*** Opening Text passage ***

Another way of interpreting this effect is a shift from probabilistic and exposure-driven, risk-assessment to indiscriminate contextual-driven fearfulness and an ensuing sense of imminent threat
(21) . Interventions designed to help people to better discern patterns of threat may, therefore, be called for in terror-prone areas.
Several symptoms were higher in the indirectly exposed group (
Table 3 ), and this requires further elaboration. Expressed symptoms reflect the summation of perceived threat on the one hand and perceived control and coping self-efficacy on the other
(22) . While this study did not measure these modulators of stress responses, it might be the case that being concretely challenged and having to actively cope with daily stressors contributes to a sense of controllability and self-efficacy. In that sense, the many ways in which residents of the directly exposed community had to concretely cope with terror threat could have contributed to better perception of controllability and self-efficacy, and thereby to a reduction in symptoms. A previous descriptive publication
(7) discussed the ways in which responding to the challenge of continuous terrorism in Jerusalem could be experienced as a sequence of small daily victories (e.g., effectively organizing one’s day, successfully driving to and from work) rather than defeats. One must also remember that the current study recorded “peritraumatic” reactions, i.e., those experienced during exposure. Psychological defenses may operate at such time and mitigate the open expression of emotions. The long-term consequences of higher exposure may be different.
The results of this study suggest that terror does not equally affect every community member. Although a minority appear to be highly susceptible to terror threat, most subjects had virtually no PTSD symptoms. The idea that only a subset of residents may require help may have important implications for planning of interventions. In addition, reporting PTSD was inconsistently associated with distress and impairment. A previous study of the 9/11 attacks
(2) used the Brief Symptom Inventory to independently evaluate the prevalence of “clinically significant psychological distress.” However, the prevalence of probable PTSD in that study was inferred from a cutoff score on a PTSD symptom scale. Our results suggest that combining PTSD symptoms, psychological distress, and functional impairment may effectively differentiate those whose defensive reactions of vigilance, worry, and caution become ineffective and who might need help.

*** Closing Text passage ***

What the task requires: Continue the discussion of terror exposure and PTSD symptoms above, starting after its last sentence.

*** Opening Supplied entries ***

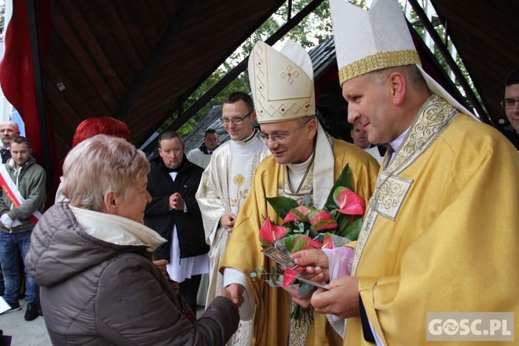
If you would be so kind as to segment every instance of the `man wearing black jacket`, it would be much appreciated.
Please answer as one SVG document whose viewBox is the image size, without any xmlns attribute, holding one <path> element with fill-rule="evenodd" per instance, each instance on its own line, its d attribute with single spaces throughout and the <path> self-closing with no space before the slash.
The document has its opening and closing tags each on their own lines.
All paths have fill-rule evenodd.
<svg viewBox="0 0 519 346">
<path fill-rule="evenodd" d="M 209 272 L 203 224 L 194 194 L 203 169 L 184 155 L 179 135 L 167 131 L 158 137 L 158 154 L 150 161 L 144 224 L 167 242 L 154 252 L 155 260 L 166 260 L 170 277 L 180 283 L 180 291 L 193 311 L 201 274 Z"/>
</svg>

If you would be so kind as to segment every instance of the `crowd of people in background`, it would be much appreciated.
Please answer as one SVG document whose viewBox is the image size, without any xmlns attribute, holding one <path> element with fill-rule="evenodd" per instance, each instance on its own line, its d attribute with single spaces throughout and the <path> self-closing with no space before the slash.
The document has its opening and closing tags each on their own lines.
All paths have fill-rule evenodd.
<svg viewBox="0 0 519 346">
<path fill-rule="evenodd" d="M 252 98 L 226 98 L 224 143 L 209 129 L 186 153 L 166 131 L 147 157 L 123 122 L 84 120 L 45 212 L 29 139 L 0 124 L 3 313 L 24 292 L 25 320 L 43 313 L 55 345 L 302 345 L 423 344 L 426 313 L 518 312 L 519 68 L 504 81 L 501 134 L 424 71 L 398 1 L 374 6 L 330 0 L 353 144 L 320 124 L 311 61 L 291 40 L 253 48 Z M 322 208 L 347 165 L 366 207 L 349 221 L 363 219 L 354 251 L 291 255 L 326 288 L 300 295 L 255 280 L 275 266 L 258 232 L 282 223 L 267 199 Z M 298 306 L 313 320 L 292 318 Z"/>
</svg>

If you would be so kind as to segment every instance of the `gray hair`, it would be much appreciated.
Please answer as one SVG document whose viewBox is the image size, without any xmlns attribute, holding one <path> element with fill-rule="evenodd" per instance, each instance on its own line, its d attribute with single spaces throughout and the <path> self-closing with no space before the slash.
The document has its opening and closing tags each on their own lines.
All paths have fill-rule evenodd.
<svg viewBox="0 0 519 346">
<path fill-rule="evenodd" d="M 99 134 L 75 147 L 63 165 L 63 194 L 71 205 L 100 211 L 113 191 L 127 201 L 149 171 L 145 154 L 122 138 Z"/>
</svg>

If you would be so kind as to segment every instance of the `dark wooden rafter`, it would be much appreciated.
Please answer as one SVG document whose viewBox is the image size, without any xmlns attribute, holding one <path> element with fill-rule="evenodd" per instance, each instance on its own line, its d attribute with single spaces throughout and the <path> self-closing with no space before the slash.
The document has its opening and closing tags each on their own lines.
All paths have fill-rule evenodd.
<svg viewBox="0 0 519 346">
<path fill-rule="evenodd" d="M 197 1 L 198 0 L 185 1 L 179 8 L 179 11 L 173 17 L 165 31 L 164 31 L 162 37 L 161 37 L 161 41 L 154 48 L 147 64 L 143 68 L 135 83 L 128 92 L 124 102 L 121 104 L 115 117 L 116 119 L 124 121 L 128 117 L 131 109 L 134 108 L 135 102 L 140 96 L 143 89 L 147 84 L 149 78 L 155 72 L 161 60 L 174 40 L 176 34 L 180 32 L 184 21 L 188 17 Z"/>
<path fill-rule="evenodd" d="M 409 0 L 409 3 L 411 4 L 411 6 L 412 6 L 413 10 L 415 10 L 417 15 L 418 15 L 418 17 L 424 24 L 424 26 L 425 27 L 426 30 L 427 30 L 427 32 L 429 33 L 429 35 L 430 35 L 431 38 L 434 40 L 435 44 L 438 47 L 438 49 L 441 53 L 441 55 L 443 55 L 444 58 L 445 59 L 445 61 L 447 62 L 447 64 L 454 73 L 456 78 L 459 82 L 459 84 L 465 91 L 465 93 L 466 94 L 468 100 L 471 102 L 471 104 L 476 109 L 477 113 L 480 114 L 480 119 L 481 119 L 481 120 L 484 122 L 495 126 L 492 118 L 481 104 L 479 100 L 477 100 L 477 98 L 474 93 L 474 91 L 472 90 L 472 88 L 471 88 L 471 86 L 465 79 L 463 73 L 462 73 L 462 71 L 459 70 L 459 67 L 456 64 L 456 62 L 454 61 L 454 59 L 453 59 L 452 55 L 450 55 L 447 46 L 441 39 L 441 37 L 439 37 L 439 35 L 438 35 L 438 33 L 436 32 L 436 29 L 435 29 L 432 24 L 427 17 L 427 15 L 426 15 L 421 6 L 420 6 L 417 0 Z"/>
<path fill-rule="evenodd" d="M 301 22 L 307 15 L 313 12 L 324 0 L 313 0 L 308 5 L 307 5 L 303 9 L 302 9 L 297 15 L 295 15 L 289 21 L 285 23 L 277 31 L 274 33 L 270 37 L 265 40 L 265 42 L 268 45 L 272 46 L 275 42 L 282 38 L 286 33 L 293 29 L 295 26 Z M 280 4 L 281 5 L 281 4 Z M 268 17 L 267 17 L 268 18 Z M 262 23 L 266 21 L 267 18 L 263 19 Z M 262 20 L 262 19 L 260 19 Z M 245 41 L 246 38 L 250 37 L 253 33 L 250 33 L 242 42 Z M 234 51 L 237 47 L 234 47 L 232 51 Z M 231 53 L 232 53 L 231 51 Z M 230 54 L 229 54 L 230 55 Z M 172 124 L 166 127 L 164 131 L 167 130 L 176 130 L 183 125 L 184 125 L 192 116 L 197 113 L 203 106 L 207 104 L 212 98 L 216 96 L 218 93 L 221 91 L 229 83 L 235 80 L 240 73 L 242 73 L 247 68 L 247 64 L 248 62 L 248 56 L 244 59 L 239 64 L 238 64 L 234 69 L 230 71 L 223 78 L 221 78 L 217 83 L 216 83 L 210 89 L 207 91 L 200 98 L 199 98 L 193 104 L 191 105 L 188 109 L 185 110 L 180 116 L 179 116 Z M 217 67 L 219 66 L 219 64 Z M 216 68 L 215 69 L 216 69 Z M 207 79 L 210 73 L 206 76 Z M 192 93 L 194 90 L 190 93 Z M 168 115 L 166 116 L 170 116 Z M 145 152 L 149 152 L 152 151 L 157 145 L 156 138 L 151 141 L 143 150 Z"/>
<path fill-rule="evenodd" d="M 30 53 L 33 60 L 34 73 L 35 94 L 36 96 L 36 108 L 38 112 L 39 134 L 42 140 L 42 152 L 44 158 L 43 167 L 46 172 L 46 188 L 51 190 L 53 180 L 53 170 L 51 160 L 48 129 L 47 128 L 47 115 L 45 109 L 45 99 L 43 89 L 43 73 L 42 71 L 42 48 L 39 44 L 38 28 L 38 5 L 37 0 L 26 0 L 27 19 L 29 26 L 30 39 Z"/>
</svg>

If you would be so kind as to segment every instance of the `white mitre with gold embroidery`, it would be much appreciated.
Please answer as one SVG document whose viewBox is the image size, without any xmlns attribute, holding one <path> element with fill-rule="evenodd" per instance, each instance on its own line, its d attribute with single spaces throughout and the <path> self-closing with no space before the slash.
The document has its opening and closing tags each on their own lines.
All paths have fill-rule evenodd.
<svg viewBox="0 0 519 346">
<path fill-rule="evenodd" d="M 279 52 L 256 42 L 248 58 L 248 79 L 260 124 L 316 114 L 312 62 L 291 39 Z"/>
<path fill-rule="evenodd" d="M 421 68 L 398 0 L 374 0 L 369 11 L 347 0 L 329 2 L 340 85 L 368 72 L 415 64 L 432 93 L 477 119 Z"/>
</svg>

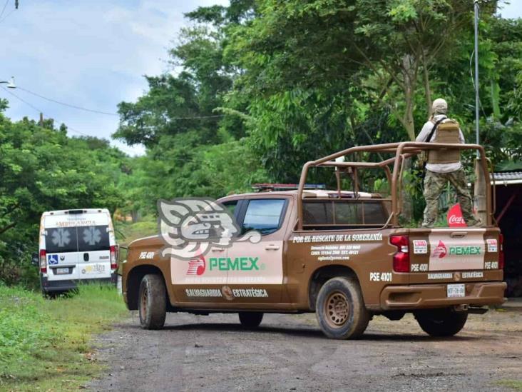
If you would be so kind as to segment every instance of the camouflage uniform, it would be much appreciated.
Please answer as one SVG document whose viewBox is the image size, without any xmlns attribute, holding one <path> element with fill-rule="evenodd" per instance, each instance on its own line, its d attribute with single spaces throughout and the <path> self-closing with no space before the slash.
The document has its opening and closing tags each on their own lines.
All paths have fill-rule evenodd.
<svg viewBox="0 0 522 392">
<path fill-rule="evenodd" d="M 473 214 L 471 196 L 468 191 L 467 181 L 464 170 L 461 168 L 455 171 L 449 173 L 436 173 L 429 170 L 426 171 L 424 178 L 424 198 L 426 208 L 424 208 L 424 221 L 422 227 L 433 227 L 437 218 L 439 210 L 439 198 L 444 190 L 446 184 L 449 181 L 455 188 L 457 194 L 457 200 L 461 205 L 462 216 L 469 226 L 480 224 Z"/>
</svg>

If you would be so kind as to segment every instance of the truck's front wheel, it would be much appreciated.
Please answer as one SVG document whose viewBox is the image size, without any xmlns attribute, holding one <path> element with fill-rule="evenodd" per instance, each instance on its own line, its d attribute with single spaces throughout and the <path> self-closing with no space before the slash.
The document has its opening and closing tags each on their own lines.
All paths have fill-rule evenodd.
<svg viewBox="0 0 522 392">
<path fill-rule="evenodd" d="M 453 336 L 464 328 L 468 313 L 449 308 L 429 309 L 416 312 L 415 318 L 422 330 L 431 336 Z"/>
<path fill-rule="evenodd" d="M 167 314 L 167 292 L 159 275 L 143 276 L 139 293 L 140 323 L 143 329 L 161 329 Z"/>
<path fill-rule="evenodd" d="M 327 281 L 319 291 L 315 313 L 323 333 L 334 339 L 360 336 L 370 318 L 354 278 L 333 278 Z"/>
</svg>

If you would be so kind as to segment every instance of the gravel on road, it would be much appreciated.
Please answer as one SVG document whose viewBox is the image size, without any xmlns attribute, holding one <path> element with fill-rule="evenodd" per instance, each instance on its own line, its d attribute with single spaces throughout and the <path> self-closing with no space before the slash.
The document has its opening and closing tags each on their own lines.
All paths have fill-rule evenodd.
<svg viewBox="0 0 522 392">
<path fill-rule="evenodd" d="M 97 342 L 105 376 L 93 391 L 513 391 L 522 381 L 522 310 L 470 315 L 453 338 L 426 335 L 411 315 L 374 317 L 362 338 L 325 338 L 313 313 L 170 313 L 161 331 L 135 312 Z"/>
</svg>

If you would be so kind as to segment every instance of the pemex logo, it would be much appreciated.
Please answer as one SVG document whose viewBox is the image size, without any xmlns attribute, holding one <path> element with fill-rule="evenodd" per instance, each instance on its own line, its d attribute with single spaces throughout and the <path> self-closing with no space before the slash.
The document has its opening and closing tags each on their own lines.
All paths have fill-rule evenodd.
<svg viewBox="0 0 522 392">
<path fill-rule="evenodd" d="M 433 256 L 438 258 L 444 258 L 446 257 L 447 253 L 448 250 L 446 248 L 446 245 L 444 245 L 444 243 L 441 240 L 439 240 L 439 245 L 433 250 Z"/>
<path fill-rule="evenodd" d="M 198 258 L 193 258 L 188 261 L 188 268 L 187 275 L 203 275 L 206 268 L 206 263 L 203 255 L 200 255 Z"/>
</svg>

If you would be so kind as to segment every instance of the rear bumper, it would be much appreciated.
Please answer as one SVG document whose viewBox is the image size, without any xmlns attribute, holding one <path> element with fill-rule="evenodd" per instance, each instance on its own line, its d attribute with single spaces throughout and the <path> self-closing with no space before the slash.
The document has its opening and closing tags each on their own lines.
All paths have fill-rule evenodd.
<svg viewBox="0 0 522 392">
<path fill-rule="evenodd" d="M 466 296 L 447 298 L 447 284 L 389 286 L 381 293 L 383 310 L 441 308 L 454 305 L 483 306 L 504 302 L 505 282 L 466 283 Z"/>
<path fill-rule="evenodd" d="M 111 278 L 101 278 L 98 279 L 79 279 L 79 280 L 66 280 L 66 281 L 49 281 L 47 278 L 41 277 L 40 282 L 41 288 L 46 293 L 52 293 L 56 291 L 67 291 L 73 290 L 78 287 L 78 284 L 92 283 L 103 283 L 116 284 L 118 275 L 111 273 Z"/>
</svg>

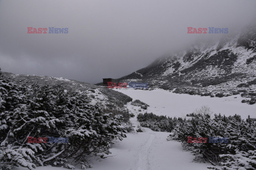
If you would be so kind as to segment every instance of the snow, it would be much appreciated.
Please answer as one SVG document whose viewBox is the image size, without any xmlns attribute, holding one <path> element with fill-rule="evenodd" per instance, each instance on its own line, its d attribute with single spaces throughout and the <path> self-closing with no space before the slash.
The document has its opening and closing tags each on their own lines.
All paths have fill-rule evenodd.
<svg viewBox="0 0 256 170">
<path fill-rule="evenodd" d="M 135 99 L 139 99 L 150 106 L 147 110 L 127 105 L 129 110 L 135 116 L 131 122 L 138 129 L 139 123 L 137 115 L 139 112 L 153 112 L 156 115 L 183 117 L 202 106 L 208 106 L 214 113 L 221 113 L 226 115 L 237 113 L 243 118 L 248 115 L 255 117 L 256 105 L 249 105 L 241 102 L 239 95 L 223 98 L 177 94 L 162 89 L 153 90 L 132 89 L 115 89 Z M 98 92 L 98 91 L 97 91 Z M 97 94 L 97 93 L 96 93 Z M 235 98 L 235 97 L 236 97 Z M 141 112 L 138 112 L 141 110 Z M 183 150 L 181 143 L 167 141 L 170 134 L 168 132 L 154 132 L 149 129 L 140 128 L 143 132 L 127 133 L 127 138 L 122 141 L 117 140 L 110 149 L 111 154 L 105 155 L 105 159 L 92 158 L 91 170 L 169 170 L 169 169 L 207 169 L 209 164 L 193 162 L 194 156 Z M 76 168 L 81 167 L 76 166 Z M 66 169 L 61 167 L 38 167 L 39 170 Z M 17 169 L 25 169 L 23 168 Z"/>
<path fill-rule="evenodd" d="M 170 133 L 154 132 L 128 133 L 127 138 L 116 143 L 112 154 L 99 162 L 92 170 L 207 169 L 207 164 L 193 162 L 194 156 L 182 150 L 180 143 L 168 141 Z"/>
<path fill-rule="evenodd" d="M 246 118 L 250 115 L 251 118 L 256 118 L 256 105 L 242 103 L 243 98 L 239 95 L 211 98 L 178 94 L 158 89 L 153 90 L 116 89 L 114 90 L 121 92 L 133 100 L 139 99 L 147 103 L 150 106 L 148 107 L 147 112 L 158 115 L 183 117 L 202 106 L 207 106 L 213 113 L 221 113 L 226 116 L 237 114 L 243 118 Z"/>
</svg>

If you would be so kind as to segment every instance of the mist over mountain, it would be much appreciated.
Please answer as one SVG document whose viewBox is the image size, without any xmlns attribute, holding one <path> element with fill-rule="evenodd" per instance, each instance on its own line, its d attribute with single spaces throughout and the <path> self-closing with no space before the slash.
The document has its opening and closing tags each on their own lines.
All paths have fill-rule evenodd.
<svg viewBox="0 0 256 170">
<path fill-rule="evenodd" d="M 174 92 L 222 97 L 244 92 L 255 103 L 256 22 L 217 41 L 201 42 L 157 58 L 120 81 L 149 82 Z M 251 99 L 250 99 L 251 97 Z"/>
</svg>

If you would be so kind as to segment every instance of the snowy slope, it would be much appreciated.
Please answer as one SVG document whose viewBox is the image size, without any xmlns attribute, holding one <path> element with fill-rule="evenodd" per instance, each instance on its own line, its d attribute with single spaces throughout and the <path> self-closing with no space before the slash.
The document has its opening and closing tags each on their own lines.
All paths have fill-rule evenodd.
<svg viewBox="0 0 256 170">
<path fill-rule="evenodd" d="M 192 96 L 188 94 L 177 94 L 163 89 L 142 90 L 115 89 L 131 97 L 133 100 L 139 99 L 150 106 L 147 110 L 158 115 L 170 117 L 186 116 L 203 106 L 210 108 L 213 114 L 221 113 L 226 116 L 239 114 L 243 118 L 248 115 L 256 118 L 256 105 L 241 103 L 239 95 L 211 98 L 210 96 Z"/>
<path fill-rule="evenodd" d="M 176 88 L 177 93 L 212 97 L 243 91 L 243 96 L 248 97 L 245 102 L 253 104 L 256 102 L 255 32 L 255 24 L 252 24 L 234 36 L 160 57 L 119 80 L 147 82 L 152 88 Z"/>
</svg>

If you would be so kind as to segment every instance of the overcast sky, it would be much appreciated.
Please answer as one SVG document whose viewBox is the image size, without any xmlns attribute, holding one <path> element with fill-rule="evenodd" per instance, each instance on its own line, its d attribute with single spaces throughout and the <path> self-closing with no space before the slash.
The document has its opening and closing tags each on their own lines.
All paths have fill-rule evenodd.
<svg viewBox="0 0 256 170">
<path fill-rule="evenodd" d="M 188 27 L 231 33 L 255 8 L 255 0 L 0 0 L 0 67 L 91 83 L 118 78 L 218 36 L 188 34 Z M 68 33 L 28 34 L 29 27 L 68 28 Z"/>
</svg>

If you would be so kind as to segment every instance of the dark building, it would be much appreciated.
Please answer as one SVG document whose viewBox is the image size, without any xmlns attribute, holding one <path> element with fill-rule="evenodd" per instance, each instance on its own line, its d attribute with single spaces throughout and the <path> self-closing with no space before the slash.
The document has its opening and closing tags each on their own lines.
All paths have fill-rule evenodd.
<svg viewBox="0 0 256 170">
<path fill-rule="evenodd" d="M 119 81 L 116 79 L 111 78 L 102 79 L 103 79 L 103 86 L 108 86 L 108 82 L 113 82 L 113 83 L 119 83 Z"/>
</svg>

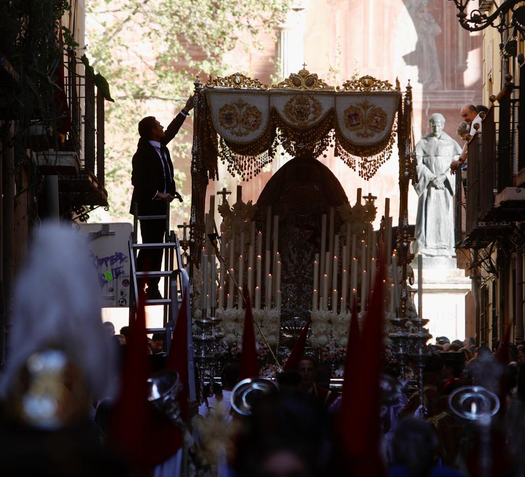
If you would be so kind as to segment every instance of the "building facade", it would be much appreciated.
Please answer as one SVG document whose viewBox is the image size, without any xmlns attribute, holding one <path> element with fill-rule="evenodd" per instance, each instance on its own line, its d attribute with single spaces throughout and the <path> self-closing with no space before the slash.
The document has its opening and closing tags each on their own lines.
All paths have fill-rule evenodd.
<svg viewBox="0 0 525 477">
<path fill-rule="evenodd" d="M 479 3 L 488 17 L 497 13 L 492 2 Z M 510 3 L 522 16 L 525 7 Z M 481 130 L 469 138 L 466 170 L 456 174 L 458 255 L 472 280 L 467 334 L 491 348 L 508 327 L 511 340 L 523 339 L 525 67 L 523 29 L 513 16 L 511 10 L 501 16 L 510 28 L 482 30 L 482 91 L 489 111 Z"/>
</svg>

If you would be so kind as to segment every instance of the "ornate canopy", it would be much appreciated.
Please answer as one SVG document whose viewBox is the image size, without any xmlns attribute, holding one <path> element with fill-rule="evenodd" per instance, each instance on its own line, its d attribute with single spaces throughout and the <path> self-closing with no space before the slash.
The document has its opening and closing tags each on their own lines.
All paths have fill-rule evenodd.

*** Closing Supplied entries ***

Exercise result:
This study is limited by the use of ad hoc measures of exposure and disruption of routines. In addition, the choice of two stable Israeli towns may not be representative of occurrences in which community resources and structures break down. However, this work identifies several clinically meaningful patterns of the response to continuous terror, such as the existence of a subgroup with very intense reactions. Furthermore, our understanding of what exposure represents should be modified in order to account for vectors of threat other than concrete exposure to acts of terror. Our results are in line with the conclusion of Silver et al.
(6) that “the psychological effects of a major national trauma are not limited to those who experience it directly, and the degree of response is not predicted simply by objective measures of exposure.” The complex interplay of the experience of danger, the disruption of daily routine, the coping behaviors, and the resulting symptoms of distress and disability provides a more nuanced picture of the dynamic impact of terror.